**Task goal:** All records are to be printed again exactly as they appear.

**Recorded information:**
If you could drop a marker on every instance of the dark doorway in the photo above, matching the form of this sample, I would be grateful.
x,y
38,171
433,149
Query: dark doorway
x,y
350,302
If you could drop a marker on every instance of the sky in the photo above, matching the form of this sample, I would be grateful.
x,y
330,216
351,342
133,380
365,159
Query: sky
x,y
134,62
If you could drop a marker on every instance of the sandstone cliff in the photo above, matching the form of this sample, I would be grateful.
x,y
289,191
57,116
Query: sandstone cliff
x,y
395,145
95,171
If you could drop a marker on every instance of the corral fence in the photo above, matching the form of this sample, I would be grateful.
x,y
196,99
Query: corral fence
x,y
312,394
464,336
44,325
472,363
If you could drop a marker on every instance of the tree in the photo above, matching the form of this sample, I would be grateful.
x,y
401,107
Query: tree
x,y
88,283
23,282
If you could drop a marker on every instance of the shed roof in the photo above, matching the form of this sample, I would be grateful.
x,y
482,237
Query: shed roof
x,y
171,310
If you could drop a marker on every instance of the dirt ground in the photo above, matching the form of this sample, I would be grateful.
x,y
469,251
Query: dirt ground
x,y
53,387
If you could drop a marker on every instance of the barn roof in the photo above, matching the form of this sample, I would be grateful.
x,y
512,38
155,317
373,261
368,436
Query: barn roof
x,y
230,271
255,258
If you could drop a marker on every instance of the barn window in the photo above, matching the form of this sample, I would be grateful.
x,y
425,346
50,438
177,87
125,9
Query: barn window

**Answer to this task:**
If you could drop a marker on every instance of the dark doorway in the photo above, matching the form of this sample, I would be grateful.
x,y
38,171
433,149
Query: dark doorway
x,y
350,302
If you could drop a marker on every instance of the sky in the photo above, matching the form of this sample, I would be grateful.
x,y
330,216
351,342
133,380
365,159
Query: sky
x,y
134,62
If you could drop a marker on every instance of the sandstone cliff in the photo above, matching the form of this sample, I would be grateful.
x,y
289,191
57,116
Query: sandstone cliff
x,y
395,145
95,171
If you could drop a marker on every instance of the corral fence in the photo above, matching the form of this sample, I would be grateful.
x,y
196,99
Query: corral fence
x,y
312,394
464,336
44,325
472,363
If you could drop a marker on every instance of the tree in the photo above, matching the form of this sample, I would be grateful.
x,y
401,107
Query: tree
x,y
88,283
23,282
If you could drop a marker on every instance of the shed roof in the photo above, matching the form of this sample, I would be grateful.
x,y
482,237
Query: shed roof
x,y
171,310
If you could drop a marker on every instance of the dirt ground in the photo above, matching the form of this sample, I would be grateful.
x,y
469,251
Query: dirt ground
x,y
53,387
If you could drop a marker on every instance of the barn roof in the photo above, matching the form of this sample, I would be grateful.
x,y
512,38
155,317
373,261
368,436
Query: barn roof
x,y
230,271
255,258
If you could drop a marker on every instance of the barn window in the photo above, matching the form of this sample, I would be grateful.
x,y
425,346
50,438
177,87
125,9
Query: barn window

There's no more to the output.